━━━━━ EXTRACT

While the elements leading to the French Revolution foment, Lucie and Charles begin a happy home with her father and guardian, Miss Pross, and eventually a little Lucie. They are visited often by longtime family friend and banker, Mr. Lorry, and Sydney Carton, a dissolute lawyer who once helped defend Charles. When Charles receives an appeal for help from a steward of his late uncle’s estate who is facing danger, Charles naively believes he will be safe going back to France to help him since he has renounced aristocratic ways. The first half or so of the book leads to this point, and the latter tells what happens to Charles and everyone else involved. I don’t want to tell you much more than that: I’d rather let you be drawn into the intrigue yourself. The ending was a complete surprise to me the first time I read it, but in subsequent readings I’ve discovered clues leading toward it all through the book.

━━━━━━━━━━
━━━━━ INFORMATION GIVEN

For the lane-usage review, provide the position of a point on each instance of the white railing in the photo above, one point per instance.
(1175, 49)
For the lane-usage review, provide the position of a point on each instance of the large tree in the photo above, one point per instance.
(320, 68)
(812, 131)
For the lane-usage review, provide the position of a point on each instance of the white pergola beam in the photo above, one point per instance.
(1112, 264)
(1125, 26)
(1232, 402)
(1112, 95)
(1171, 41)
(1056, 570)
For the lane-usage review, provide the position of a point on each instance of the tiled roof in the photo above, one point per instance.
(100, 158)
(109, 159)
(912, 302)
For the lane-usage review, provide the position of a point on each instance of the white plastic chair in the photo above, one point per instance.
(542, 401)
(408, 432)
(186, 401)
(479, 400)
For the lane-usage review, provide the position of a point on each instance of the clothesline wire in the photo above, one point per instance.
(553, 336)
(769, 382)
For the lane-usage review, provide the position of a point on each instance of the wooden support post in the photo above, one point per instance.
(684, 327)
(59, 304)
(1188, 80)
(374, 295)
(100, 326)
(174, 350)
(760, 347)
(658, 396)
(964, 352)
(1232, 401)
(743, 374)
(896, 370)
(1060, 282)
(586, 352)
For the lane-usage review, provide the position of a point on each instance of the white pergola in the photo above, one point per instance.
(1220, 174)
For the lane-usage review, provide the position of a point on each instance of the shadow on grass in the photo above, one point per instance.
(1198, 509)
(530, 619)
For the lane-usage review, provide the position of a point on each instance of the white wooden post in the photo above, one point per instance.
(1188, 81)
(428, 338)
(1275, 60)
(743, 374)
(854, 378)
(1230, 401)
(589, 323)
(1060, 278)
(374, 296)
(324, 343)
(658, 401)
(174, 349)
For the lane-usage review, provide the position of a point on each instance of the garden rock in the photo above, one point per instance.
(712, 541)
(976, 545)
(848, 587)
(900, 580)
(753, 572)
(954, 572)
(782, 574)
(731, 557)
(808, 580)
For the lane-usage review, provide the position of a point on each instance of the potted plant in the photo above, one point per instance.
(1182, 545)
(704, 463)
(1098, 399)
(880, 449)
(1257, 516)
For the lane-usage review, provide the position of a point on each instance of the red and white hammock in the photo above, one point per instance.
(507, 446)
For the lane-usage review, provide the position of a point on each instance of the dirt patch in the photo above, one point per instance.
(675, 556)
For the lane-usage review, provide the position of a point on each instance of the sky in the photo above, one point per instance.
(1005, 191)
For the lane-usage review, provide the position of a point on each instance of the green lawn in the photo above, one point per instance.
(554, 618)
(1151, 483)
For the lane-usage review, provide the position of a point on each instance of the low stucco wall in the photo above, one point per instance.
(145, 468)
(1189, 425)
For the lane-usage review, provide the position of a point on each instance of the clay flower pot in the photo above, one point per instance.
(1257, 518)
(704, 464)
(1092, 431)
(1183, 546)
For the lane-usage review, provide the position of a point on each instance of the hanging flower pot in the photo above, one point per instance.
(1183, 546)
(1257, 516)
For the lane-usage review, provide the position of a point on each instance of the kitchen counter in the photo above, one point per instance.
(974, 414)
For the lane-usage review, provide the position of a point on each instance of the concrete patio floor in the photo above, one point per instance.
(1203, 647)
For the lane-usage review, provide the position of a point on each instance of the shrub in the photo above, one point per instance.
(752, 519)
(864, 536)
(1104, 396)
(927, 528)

━━━━━━━━━━
━━━━━ INFORMATION GIVEN

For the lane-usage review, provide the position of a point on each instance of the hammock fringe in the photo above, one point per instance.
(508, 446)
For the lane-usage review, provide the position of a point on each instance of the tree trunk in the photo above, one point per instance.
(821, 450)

━━━━━━━━━━
━━━━━ INFORMATION GIVEN

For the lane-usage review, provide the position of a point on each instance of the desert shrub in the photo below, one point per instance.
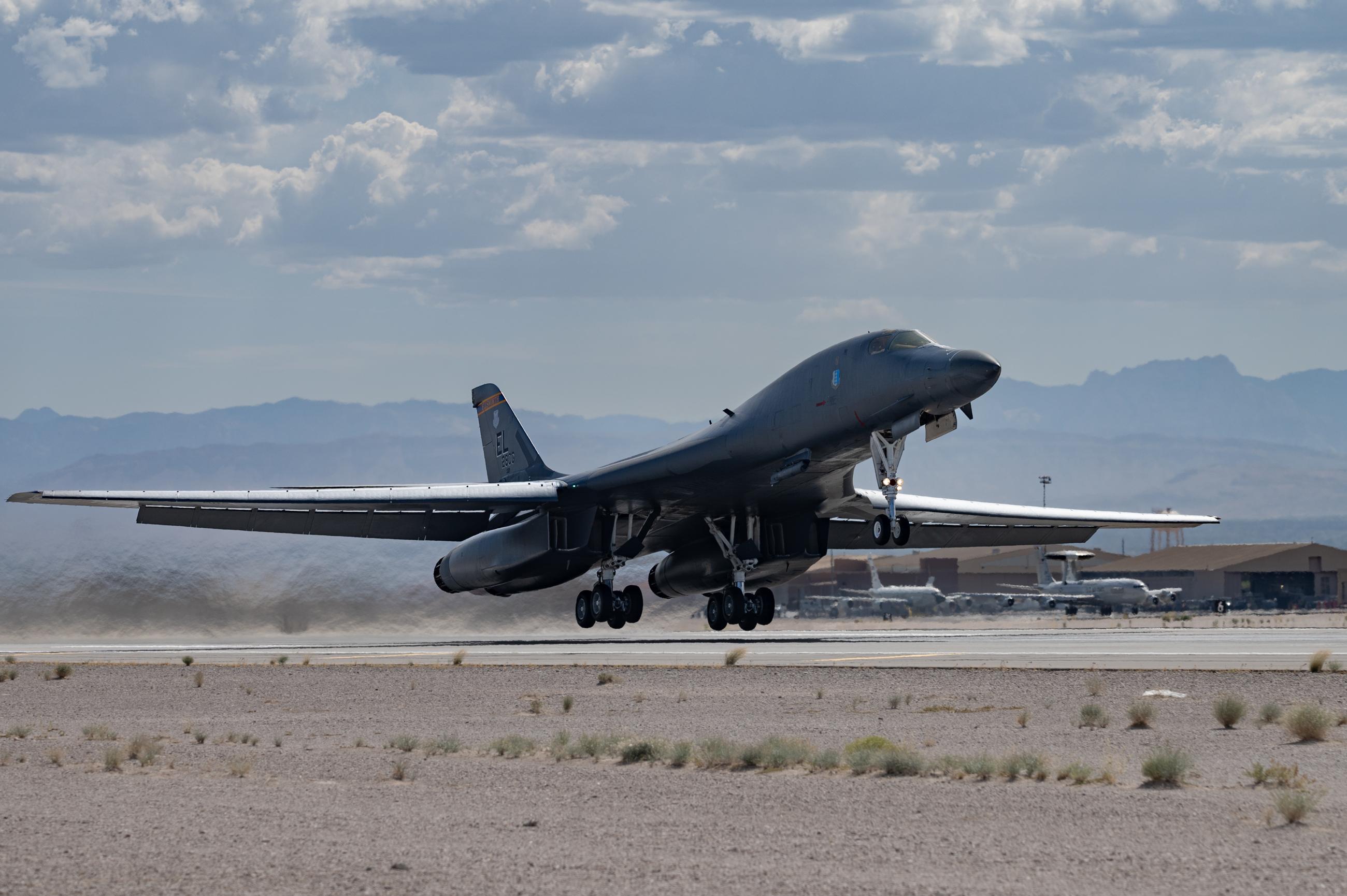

━━━━━━━━━━

→ INSTRUCTION 1:
Answer these questions from the book review:
(a) Who is the longtime family friend and banker who often visits?
(b) How is Sydney Carton described?
(c) Who sends Charles an appeal for help?
→ INSTRUCTION 2: Pick up the book review after its last sentence and keep writing it.
The material above stands apart from the book review and is not part of it.

→ EXERCISE OUTPUT 1:
(a) Mr. Lorry
(b) He is a dissolute lawyer who once helped defend Charles.
(c) A steward of his late uncle's estate who is facing danger.

→ EXERCISE OUTPUT 2:
I think perhaps what gives many people trouble with Dickens is that he doesn’t tell you anything outright if he can lead you to it and draw you in until what is happening dawns on you. He is accused of being overly descriptive, and by today’s standards he would be, but even his descriptiveness has purpose. For instance, he goes into a great deal of description about the chateau of the Marquis, particularly the stone faces decorating the outside. After taking almost two full pages to describe the normal activities of the village going to sleep and then awakening the next morning, he begins to clue the reader in that something abnormal has happened this particularly morning, and then slips in “there was one stone face too many, up at the chateau” — meaning that the Marquis has been killed. The first time I read that it sent chills up my spine! I have to admit, though, that the first time I read this section, before getting to that sentence, I thought, “What is it with these stone faces?!” Yet getting to that sentence gave me the answer!

The beginning of the book can be confusing, too, as different individuals are introduced in different settings, but it takes a while before their identity and relationship with each other becomes clear. That technique of beginning a story is used a lot these days in films and TV shows, but I wasn’t used to it then. But I learned to trust that eventually all the different threads would come together.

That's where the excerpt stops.